Reproduce the data below verbatim from the line containing "Every instance of the person in" through its final line, and produce nothing more.

## [DATASET RECORDS]
──────

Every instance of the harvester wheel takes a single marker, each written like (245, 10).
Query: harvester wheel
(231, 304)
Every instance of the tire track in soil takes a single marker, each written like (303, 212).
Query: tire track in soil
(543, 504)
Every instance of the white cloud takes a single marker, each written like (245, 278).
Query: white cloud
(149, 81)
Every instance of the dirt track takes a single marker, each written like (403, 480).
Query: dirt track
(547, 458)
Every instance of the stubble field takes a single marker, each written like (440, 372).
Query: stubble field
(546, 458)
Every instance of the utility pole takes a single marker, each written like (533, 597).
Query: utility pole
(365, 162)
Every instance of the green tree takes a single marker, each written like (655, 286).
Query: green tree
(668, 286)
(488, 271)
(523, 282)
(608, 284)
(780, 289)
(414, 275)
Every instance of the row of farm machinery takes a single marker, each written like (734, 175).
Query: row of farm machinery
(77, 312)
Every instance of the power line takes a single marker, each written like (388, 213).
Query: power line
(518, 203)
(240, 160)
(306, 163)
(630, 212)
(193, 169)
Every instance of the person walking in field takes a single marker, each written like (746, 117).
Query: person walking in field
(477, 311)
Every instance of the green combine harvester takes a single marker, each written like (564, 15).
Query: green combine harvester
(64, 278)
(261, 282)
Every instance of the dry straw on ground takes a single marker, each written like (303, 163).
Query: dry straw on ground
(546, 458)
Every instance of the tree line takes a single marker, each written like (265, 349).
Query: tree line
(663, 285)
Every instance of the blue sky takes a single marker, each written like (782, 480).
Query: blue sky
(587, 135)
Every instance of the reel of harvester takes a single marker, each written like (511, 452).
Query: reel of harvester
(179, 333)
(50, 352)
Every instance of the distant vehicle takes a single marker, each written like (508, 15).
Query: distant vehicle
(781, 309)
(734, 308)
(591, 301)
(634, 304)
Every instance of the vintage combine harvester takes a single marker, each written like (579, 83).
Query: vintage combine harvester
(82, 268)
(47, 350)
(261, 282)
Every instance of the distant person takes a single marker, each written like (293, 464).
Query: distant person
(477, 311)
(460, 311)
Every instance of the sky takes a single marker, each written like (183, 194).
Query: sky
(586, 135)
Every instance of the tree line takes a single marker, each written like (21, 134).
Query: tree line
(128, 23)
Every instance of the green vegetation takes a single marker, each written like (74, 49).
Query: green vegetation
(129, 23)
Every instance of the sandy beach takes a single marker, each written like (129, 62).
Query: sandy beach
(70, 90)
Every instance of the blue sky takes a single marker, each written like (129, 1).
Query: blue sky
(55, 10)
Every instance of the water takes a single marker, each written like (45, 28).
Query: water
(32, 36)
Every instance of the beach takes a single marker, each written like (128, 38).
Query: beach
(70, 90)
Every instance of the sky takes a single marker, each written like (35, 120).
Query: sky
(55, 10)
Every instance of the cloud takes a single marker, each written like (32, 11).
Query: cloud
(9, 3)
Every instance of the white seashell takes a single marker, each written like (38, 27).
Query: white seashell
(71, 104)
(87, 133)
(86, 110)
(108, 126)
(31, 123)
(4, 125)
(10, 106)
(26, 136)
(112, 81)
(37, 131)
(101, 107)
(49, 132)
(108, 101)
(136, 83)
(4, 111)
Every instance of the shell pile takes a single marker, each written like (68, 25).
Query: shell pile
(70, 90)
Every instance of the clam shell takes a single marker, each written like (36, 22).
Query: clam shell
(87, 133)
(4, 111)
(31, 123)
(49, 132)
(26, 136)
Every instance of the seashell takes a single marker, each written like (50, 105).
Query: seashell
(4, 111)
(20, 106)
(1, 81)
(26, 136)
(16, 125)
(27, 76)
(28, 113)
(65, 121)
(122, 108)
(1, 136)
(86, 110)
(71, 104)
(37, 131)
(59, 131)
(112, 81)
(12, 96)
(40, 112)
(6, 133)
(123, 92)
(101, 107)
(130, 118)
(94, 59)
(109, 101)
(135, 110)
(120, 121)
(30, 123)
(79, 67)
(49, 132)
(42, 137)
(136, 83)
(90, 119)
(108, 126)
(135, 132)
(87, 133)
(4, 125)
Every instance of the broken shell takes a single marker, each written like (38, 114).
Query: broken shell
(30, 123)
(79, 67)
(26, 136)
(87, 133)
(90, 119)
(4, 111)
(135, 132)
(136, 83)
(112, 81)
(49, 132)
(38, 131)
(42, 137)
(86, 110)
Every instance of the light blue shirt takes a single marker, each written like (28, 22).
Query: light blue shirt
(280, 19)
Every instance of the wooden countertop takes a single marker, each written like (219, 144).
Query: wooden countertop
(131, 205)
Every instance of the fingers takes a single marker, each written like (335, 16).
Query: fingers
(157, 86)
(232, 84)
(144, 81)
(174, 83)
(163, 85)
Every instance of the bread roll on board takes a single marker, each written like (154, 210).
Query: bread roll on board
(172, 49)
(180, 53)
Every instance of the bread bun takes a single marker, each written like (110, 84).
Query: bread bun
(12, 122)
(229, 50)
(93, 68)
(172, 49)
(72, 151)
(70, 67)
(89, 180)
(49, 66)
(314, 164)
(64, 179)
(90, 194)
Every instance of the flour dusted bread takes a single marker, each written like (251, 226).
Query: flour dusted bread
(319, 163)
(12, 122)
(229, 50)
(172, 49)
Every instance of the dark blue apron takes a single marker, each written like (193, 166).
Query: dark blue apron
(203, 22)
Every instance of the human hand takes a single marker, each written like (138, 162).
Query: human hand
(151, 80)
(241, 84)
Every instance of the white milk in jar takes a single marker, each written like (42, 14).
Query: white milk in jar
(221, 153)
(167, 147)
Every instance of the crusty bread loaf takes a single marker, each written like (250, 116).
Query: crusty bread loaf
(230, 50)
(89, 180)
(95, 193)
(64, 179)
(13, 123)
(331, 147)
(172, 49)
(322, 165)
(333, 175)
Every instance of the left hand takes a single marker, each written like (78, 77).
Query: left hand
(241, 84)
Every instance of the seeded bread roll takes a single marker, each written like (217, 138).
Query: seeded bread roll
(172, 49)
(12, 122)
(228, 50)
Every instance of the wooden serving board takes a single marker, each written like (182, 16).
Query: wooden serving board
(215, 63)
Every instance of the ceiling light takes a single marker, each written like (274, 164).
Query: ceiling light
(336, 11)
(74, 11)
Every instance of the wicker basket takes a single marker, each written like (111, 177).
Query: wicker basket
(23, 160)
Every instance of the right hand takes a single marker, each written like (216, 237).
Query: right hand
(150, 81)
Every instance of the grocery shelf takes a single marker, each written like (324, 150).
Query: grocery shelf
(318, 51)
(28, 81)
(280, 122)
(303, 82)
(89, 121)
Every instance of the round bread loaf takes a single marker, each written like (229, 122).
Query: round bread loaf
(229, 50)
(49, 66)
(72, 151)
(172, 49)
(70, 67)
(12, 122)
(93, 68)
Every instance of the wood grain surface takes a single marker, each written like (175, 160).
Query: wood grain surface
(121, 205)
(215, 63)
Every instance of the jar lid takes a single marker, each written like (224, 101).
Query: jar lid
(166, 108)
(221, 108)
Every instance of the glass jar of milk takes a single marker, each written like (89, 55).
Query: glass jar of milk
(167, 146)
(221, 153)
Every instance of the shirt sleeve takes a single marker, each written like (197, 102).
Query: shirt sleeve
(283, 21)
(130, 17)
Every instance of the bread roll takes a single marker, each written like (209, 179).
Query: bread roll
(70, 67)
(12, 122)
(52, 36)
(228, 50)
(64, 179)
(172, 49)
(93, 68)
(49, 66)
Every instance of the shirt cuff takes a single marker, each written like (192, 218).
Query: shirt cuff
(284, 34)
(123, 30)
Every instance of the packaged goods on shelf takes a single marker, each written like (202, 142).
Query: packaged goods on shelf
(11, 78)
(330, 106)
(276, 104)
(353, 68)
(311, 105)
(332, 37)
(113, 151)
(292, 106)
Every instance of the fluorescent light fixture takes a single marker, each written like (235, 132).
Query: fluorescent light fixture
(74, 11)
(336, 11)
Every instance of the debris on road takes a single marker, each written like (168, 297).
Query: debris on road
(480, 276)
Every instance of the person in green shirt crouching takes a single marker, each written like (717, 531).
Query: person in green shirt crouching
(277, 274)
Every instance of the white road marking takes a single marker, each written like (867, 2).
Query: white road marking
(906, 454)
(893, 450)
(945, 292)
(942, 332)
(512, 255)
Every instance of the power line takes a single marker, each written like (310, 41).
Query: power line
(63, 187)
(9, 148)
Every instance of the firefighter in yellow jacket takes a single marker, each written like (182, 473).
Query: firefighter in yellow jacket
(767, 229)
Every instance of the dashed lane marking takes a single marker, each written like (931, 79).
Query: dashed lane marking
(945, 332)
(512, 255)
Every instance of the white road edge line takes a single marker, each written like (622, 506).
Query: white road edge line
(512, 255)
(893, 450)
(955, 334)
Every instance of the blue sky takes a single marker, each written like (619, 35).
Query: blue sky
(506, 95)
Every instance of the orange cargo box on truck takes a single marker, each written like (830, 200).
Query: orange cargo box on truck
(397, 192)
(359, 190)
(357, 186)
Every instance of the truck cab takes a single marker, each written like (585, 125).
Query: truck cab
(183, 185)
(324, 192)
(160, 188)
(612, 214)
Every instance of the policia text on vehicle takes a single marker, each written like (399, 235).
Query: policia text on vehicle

──────

## [FULL ANSWER]
Every instance of the person in green shirt crouching takes a single marker, each written like (717, 531).
Query: person in green shirt crouching
(277, 274)
Every instance of the white road marking takes a single marker, each written like (867, 2).
Query: white road marking
(906, 454)
(893, 450)
(945, 292)
(942, 332)
(512, 255)
Every instance of the power line takes a single marker, each written like (310, 41).
Query: power line
(63, 187)
(9, 148)
Every instance of the firefighter in yellow jacket takes a single marker, each written like (182, 473).
Query: firefighter in yellow jacket
(767, 229)
Every instance of the dashed lane marking takes a single marker, each written like (931, 79).
Query: dashed lane marking
(945, 332)
(512, 255)
Every instance of the white road edge line takes a single marker, each written like (622, 506).
Query: white road edge line
(512, 255)
(893, 450)
(955, 334)
Every instance of the blue sky takes a single marker, each written like (619, 35).
Query: blue sky
(506, 95)
Every instance of the orange cargo box on truck takes a single marker, each written like (830, 200).
Query: orange cargo box on truck
(397, 192)
(359, 190)
(357, 186)
Every instance of the truck cab takes a single marker, each written like (585, 125).
Query: truck cab
(183, 185)
(324, 192)
(160, 188)
(612, 214)
Every instance of the policia text on vehicle takes a single marker, each written like (399, 235).
Query: policia text on vehicle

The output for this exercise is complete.